[INSTRUCTIONS FOR THE TASK] Transcribe every line of the listing below without any deviation.

[INFORMATION SHOWN]

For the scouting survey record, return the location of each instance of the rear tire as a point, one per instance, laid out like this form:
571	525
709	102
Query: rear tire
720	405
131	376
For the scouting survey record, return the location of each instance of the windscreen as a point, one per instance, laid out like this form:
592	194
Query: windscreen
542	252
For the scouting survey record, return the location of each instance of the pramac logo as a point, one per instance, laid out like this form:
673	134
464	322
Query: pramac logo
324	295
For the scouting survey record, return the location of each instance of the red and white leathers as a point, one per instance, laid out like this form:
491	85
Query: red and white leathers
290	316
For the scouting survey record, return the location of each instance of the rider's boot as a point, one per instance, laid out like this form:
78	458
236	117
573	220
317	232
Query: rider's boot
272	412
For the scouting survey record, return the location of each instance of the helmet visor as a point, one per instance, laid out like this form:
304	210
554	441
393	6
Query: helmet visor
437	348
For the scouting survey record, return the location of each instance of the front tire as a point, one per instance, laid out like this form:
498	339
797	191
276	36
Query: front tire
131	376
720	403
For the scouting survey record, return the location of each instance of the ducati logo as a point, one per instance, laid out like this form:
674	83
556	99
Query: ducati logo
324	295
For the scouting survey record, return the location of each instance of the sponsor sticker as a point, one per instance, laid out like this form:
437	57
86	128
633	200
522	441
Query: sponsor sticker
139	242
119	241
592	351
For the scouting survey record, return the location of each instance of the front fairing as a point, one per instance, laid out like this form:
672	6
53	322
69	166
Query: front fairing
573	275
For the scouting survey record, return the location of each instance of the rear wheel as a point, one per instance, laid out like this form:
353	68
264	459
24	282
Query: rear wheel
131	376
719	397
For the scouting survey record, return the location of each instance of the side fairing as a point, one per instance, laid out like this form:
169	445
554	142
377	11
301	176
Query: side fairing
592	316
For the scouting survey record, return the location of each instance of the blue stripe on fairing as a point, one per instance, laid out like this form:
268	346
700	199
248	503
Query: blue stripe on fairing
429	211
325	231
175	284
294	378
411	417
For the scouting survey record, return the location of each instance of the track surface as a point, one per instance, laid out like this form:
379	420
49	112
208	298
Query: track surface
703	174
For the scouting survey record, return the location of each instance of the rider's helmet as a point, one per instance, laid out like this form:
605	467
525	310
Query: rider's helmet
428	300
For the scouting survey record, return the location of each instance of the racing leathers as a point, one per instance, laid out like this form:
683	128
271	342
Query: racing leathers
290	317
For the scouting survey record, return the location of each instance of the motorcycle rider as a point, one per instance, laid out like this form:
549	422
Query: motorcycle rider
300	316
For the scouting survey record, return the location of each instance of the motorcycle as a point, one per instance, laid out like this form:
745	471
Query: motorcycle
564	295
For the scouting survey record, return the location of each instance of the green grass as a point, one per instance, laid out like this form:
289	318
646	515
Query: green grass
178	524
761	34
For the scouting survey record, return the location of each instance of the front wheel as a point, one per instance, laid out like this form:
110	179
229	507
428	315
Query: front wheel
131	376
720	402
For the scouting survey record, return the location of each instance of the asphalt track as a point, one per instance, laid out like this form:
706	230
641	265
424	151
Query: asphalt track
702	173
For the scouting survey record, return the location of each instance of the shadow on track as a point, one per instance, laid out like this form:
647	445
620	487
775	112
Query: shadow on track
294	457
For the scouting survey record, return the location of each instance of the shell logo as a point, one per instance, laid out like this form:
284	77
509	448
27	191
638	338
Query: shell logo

[ANSWER TO THIS PROBLEM]
For the scouting survey record, return the location of each instance of the rear tire as a point, one per instance, laid out like this form:
571	525
709	102
Query: rear tire
720	405
131	376
For the scouting survey record, return the location of each instance of the windscreen as a point, one per instance, laid out like this form:
592	194
Query: windscreen
542	252
For the scouting survey record, return the location of each instance of the pramac logo as a point, one per instance, laid out like this form:
673	134
464	322
Query: pramac logo
324	295
For the scouting survey record, return the location of each instance of the red and white leathers as a point, one per instance, laid out like this form:
491	85
Query: red and white leathers
290	316
For the scouting survey record, return the location of each instance of the rider's boot as a point, one per instance, laid out like this form:
78	458
236	117
573	220
317	232
Query: rider's boot
272	412
For the scouting survey record, return the location of each instance of the helmet visor as a point, one per instance, laid out like this form:
304	210
554	441
393	6
Query: helmet visor
437	348
For the scouting survey record, return the location of each instance of the front tire as a point, one per instance, laid out like this form:
498	339
797	191
276	36
Query: front tire
131	376
720	403
For the scouting survey record, return the location of each instance of the ducati logo as a point, one per instance, laid out like this form:
674	83
556	99
Query: ducati logo
324	295
For the scouting survey record, return the location of each instance of the sponsor sticker as a point, one per instance, laid out like this form:
437	57
86	128
633	200
522	441
Query: sponsor sticker
139	242
119	241
592	351
For the scouting survey record, return the location of each instance of the front fairing as a point, one per instance, laid out like this form:
672	6
53	322
69	166
Query: front fairing
573	275
For the scouting survey record, return the location of each instance of the rear wheel as a point, one per instance, laid out like this form:
353	68
264	459
24	282
Query: rear wheel
131	376
719	397
For the scouting survey record, return the location of each instance of the side fairing as a point, one per instance, laid out like this form:
169	445
554	142
377	11
301	176
Query: side fairing
592	316
For the scouting survey record, return the location of each instance of the blue stripe on fairing as a point, one per instance, laid out like this form:
268	346
700	199
248	503
Query: blue stripe on fairing
429	211
325	231
175	284
294	378
411	417
For the scouting survey record, return the location of each instance of the track surface as a point, one per instance, laid out like this form:
379	420
49	112
208	298
Query: track surface
703	174
For the scouting survey record, return the location of each instance of the rider's helmet as a point, one per instance, laid out like this form:
605	467
525	310
Query: rider's helmet
428	300
For the scouting survey record, return the location of each instance of the racing leathers as a point, one per instance, laid out like this form:
683	128
271	342
Query: racing leathers
290	317
For the scouting survey record, return the location of each instance of the motorcycle rider as a point, one per instance, laid out like this form:
549	422
Query: motorcycle rider
300	316
For the scouting survey record, return the location of each instance of the motorcycle as a point, one per instance, laid out like this form:
745	471
Query: motorcycle
564	295
For the scouting survey record, return the location of each instance of the green grass as a point, one per instance, laid out like this form:
289	318
646	515
Query: green grass
178	524
761	34
For the scouting survey record, return the location of each instance of the front wheel as a point, one per instance, laid out like this form:
110	179
229	507
428	315
Query: front wheel
131	376
720	402
For the scouting survey record, return the location of each instance of the asphalt track as a point, one per instance, laid out like this form:
706	230
641	265
424	151
Query: asphalt track
702	173
For the scouting survey record, return the location of each instance of the shadow on track as a point, one per instance, laid out like this form:
647	445
620	487
775	112
Query: shadow on track
294	457
For the scouting survey record, return the location of each instance of the shell logo as a point, one per instance, laid out like this form:
284	77
509	448
27	191
638	338
Query: shell logo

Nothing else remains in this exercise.